Supplied material »
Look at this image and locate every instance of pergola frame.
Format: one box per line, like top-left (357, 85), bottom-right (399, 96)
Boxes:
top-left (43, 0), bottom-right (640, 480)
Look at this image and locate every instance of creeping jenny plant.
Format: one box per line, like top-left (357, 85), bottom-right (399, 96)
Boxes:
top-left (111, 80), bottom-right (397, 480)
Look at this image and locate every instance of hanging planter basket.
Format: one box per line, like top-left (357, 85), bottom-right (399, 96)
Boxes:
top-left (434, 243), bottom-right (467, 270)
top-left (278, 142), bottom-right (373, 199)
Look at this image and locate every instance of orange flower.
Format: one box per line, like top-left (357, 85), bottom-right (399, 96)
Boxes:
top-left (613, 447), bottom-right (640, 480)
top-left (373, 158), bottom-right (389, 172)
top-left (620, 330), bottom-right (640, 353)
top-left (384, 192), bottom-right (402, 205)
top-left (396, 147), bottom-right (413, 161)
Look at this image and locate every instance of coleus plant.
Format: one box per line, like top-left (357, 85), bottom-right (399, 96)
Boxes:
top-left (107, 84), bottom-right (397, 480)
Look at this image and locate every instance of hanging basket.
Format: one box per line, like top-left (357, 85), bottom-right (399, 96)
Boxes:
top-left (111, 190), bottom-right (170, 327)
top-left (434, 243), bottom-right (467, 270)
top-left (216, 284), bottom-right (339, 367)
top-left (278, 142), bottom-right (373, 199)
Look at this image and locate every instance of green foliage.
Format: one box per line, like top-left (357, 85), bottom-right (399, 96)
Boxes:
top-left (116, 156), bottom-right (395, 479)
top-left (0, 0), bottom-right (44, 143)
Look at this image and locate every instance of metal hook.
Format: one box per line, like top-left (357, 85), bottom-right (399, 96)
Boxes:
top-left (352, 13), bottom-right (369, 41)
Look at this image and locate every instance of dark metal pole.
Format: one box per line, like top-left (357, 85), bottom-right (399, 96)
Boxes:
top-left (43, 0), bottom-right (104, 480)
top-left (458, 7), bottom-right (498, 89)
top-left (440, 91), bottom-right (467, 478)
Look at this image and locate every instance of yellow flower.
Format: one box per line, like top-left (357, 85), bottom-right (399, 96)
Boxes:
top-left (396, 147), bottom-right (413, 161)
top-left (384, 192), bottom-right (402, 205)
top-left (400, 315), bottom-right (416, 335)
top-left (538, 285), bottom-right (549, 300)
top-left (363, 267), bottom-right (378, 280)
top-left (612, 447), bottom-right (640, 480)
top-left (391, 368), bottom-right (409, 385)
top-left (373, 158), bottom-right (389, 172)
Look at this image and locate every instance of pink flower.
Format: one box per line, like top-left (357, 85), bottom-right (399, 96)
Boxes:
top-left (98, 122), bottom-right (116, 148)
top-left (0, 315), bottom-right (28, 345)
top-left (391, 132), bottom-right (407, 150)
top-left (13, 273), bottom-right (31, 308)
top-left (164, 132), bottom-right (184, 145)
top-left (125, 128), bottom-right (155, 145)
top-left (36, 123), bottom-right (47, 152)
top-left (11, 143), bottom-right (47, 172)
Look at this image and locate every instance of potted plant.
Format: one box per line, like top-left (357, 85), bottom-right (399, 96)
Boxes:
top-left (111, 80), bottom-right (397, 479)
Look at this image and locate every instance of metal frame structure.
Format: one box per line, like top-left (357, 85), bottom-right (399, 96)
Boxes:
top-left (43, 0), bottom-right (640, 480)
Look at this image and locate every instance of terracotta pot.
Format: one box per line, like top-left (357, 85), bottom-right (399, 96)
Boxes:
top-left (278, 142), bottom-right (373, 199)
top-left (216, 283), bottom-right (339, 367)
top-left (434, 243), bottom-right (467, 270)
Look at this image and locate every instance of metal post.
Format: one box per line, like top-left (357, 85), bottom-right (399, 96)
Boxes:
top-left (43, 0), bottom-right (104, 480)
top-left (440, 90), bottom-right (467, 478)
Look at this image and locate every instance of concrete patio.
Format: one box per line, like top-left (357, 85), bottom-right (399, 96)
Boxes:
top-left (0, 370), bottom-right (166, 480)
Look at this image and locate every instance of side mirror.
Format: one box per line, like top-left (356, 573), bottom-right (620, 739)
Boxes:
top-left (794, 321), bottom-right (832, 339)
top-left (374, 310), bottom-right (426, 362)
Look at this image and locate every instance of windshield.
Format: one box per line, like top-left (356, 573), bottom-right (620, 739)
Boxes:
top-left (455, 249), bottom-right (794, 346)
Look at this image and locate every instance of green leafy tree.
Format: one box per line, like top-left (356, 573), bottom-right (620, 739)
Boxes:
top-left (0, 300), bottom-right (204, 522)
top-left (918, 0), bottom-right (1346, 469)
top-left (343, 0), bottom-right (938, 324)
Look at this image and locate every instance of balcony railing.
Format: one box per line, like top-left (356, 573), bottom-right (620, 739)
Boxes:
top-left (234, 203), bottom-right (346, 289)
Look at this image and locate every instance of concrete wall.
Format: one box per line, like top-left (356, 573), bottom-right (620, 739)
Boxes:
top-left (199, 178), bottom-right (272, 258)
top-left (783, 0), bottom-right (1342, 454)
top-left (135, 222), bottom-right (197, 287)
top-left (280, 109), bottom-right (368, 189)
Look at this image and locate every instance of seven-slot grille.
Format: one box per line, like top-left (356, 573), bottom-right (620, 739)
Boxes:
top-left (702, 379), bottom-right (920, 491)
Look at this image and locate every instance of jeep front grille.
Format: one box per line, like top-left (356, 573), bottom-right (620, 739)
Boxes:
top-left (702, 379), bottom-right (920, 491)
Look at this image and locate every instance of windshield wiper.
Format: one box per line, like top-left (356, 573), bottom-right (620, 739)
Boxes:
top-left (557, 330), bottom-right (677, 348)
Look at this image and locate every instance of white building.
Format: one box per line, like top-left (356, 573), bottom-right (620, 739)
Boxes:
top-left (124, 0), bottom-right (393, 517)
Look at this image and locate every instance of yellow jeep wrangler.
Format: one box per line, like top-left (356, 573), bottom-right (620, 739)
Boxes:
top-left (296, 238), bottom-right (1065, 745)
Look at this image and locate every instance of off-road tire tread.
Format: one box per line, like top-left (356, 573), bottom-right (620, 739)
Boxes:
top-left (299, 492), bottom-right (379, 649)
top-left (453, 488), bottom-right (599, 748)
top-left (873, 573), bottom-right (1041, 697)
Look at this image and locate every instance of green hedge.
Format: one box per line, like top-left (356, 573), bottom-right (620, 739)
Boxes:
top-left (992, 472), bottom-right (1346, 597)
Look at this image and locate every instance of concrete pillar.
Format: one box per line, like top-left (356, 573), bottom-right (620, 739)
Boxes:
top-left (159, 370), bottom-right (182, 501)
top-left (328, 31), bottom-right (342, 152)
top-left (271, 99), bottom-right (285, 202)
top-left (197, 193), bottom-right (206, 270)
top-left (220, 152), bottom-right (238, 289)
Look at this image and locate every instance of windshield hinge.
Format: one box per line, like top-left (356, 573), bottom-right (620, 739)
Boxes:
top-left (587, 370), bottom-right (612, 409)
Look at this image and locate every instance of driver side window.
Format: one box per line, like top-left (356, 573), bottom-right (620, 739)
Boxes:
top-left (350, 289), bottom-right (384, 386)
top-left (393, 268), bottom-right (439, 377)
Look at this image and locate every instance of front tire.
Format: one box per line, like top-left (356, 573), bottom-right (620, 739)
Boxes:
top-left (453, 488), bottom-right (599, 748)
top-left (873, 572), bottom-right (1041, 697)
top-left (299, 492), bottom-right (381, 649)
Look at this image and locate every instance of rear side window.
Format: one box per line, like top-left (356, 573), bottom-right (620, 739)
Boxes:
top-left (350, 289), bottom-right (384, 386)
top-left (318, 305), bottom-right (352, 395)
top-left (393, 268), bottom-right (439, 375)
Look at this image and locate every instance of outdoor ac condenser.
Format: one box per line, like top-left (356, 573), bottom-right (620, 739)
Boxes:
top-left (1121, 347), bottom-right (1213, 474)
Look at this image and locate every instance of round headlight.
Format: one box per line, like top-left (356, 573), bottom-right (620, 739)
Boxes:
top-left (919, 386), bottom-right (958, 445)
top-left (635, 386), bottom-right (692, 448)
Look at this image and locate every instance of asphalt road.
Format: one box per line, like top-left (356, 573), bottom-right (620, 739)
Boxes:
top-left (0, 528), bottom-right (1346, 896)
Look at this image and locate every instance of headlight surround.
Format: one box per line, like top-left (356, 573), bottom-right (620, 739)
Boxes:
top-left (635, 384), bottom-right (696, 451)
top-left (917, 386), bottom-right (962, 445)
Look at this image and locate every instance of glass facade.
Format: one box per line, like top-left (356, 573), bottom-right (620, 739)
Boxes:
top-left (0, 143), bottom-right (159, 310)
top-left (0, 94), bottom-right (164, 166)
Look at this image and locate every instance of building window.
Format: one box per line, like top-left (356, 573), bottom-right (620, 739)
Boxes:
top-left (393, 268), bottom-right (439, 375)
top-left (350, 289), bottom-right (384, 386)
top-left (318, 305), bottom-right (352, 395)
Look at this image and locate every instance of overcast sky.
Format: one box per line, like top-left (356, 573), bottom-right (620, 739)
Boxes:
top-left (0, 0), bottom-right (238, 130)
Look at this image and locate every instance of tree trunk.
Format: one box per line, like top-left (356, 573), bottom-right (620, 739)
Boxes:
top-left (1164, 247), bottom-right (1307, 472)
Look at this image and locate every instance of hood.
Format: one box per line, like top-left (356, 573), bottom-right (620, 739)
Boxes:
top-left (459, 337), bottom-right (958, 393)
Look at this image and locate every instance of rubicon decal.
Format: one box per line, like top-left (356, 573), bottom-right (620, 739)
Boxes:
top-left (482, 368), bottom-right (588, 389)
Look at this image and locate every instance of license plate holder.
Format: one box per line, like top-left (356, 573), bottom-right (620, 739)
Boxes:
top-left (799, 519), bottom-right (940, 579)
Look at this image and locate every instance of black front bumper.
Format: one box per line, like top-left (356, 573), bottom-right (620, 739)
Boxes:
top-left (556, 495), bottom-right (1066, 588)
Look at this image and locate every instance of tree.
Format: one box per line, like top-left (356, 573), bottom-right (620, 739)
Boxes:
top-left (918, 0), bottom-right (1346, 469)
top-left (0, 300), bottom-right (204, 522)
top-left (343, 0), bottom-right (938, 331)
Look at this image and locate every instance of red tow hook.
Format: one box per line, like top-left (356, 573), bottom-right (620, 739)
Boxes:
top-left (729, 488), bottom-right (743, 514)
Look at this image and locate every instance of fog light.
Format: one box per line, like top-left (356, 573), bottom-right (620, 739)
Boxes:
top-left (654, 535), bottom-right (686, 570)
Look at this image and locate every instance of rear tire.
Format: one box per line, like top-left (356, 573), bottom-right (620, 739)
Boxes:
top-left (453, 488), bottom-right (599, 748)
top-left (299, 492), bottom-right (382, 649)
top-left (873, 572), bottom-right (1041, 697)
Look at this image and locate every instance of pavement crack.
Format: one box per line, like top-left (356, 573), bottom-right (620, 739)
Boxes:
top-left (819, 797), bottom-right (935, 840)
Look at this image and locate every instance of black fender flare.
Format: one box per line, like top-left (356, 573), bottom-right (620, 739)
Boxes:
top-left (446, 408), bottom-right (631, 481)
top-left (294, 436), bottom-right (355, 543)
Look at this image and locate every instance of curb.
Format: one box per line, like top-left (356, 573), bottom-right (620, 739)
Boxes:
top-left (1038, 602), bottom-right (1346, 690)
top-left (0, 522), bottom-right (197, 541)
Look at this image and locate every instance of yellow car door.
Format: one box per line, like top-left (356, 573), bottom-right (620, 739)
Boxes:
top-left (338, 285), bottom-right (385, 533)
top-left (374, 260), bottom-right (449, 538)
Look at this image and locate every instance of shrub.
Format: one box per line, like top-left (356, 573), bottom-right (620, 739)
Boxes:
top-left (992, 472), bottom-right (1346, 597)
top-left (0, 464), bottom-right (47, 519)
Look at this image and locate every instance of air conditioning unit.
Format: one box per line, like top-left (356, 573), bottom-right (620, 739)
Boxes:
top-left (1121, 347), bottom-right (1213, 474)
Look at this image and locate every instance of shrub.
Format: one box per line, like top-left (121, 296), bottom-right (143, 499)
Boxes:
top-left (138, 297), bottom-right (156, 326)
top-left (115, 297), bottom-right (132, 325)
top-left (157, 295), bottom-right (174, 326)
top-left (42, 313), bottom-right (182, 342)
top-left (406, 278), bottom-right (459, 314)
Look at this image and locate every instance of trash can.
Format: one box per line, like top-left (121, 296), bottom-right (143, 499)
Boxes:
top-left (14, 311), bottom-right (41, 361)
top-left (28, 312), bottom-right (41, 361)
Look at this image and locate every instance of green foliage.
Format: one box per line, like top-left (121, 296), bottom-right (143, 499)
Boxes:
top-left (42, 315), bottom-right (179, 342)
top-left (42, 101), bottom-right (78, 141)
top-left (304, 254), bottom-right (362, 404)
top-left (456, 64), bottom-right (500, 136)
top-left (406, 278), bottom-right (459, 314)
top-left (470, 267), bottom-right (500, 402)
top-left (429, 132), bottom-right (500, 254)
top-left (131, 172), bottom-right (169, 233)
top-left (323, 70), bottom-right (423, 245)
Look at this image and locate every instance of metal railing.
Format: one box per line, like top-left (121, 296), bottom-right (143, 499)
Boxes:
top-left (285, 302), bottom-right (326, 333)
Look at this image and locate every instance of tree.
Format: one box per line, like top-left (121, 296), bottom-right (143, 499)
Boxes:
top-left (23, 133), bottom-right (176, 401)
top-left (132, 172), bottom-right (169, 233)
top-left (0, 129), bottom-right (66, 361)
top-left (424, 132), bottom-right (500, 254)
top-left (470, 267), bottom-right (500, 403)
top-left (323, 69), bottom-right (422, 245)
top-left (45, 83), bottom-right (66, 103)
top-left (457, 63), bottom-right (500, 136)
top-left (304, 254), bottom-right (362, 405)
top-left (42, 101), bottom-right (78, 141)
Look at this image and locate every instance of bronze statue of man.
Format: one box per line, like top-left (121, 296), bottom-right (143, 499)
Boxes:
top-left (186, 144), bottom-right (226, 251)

Task description »
Please copy the records word for word, beginning at the line that contains "Look at this image and locate every instance of air" and stopping after the line that contains "top-left (28, 312), bottom-right (41, 361)".

Response to this task »
Look at this image and locate every instance of air conditioning unit.
Format: one box per line, like top-left (356, 573), bottom-right (620, 739)
Boxes:
top-left (1121, 347), bottom-right (1213, 474)
Look at this image and locate every instance of shrub.
Format: one box per line, like top-left (121, 296), bottom-right (143, 499)
Boxes:
top-left (138, 297), bottom-right (156, 326)
top-left (115, 297), bottom-right (132, 325)
top-left (157, 295), bottom-right (174, 326)
top-left (42, 313), bottom-right (182, 342)
top-left (406, 278), bottom-right (459, 314)
Look at this image and locate every instance of trash can.
Format: one box per line, like top-left (121, 296), bottom-right (143, 499)
Boxes:
top-left (14, 311), bottom-right (41, 361)
top-left (28, 312), bottom-right (41, 361)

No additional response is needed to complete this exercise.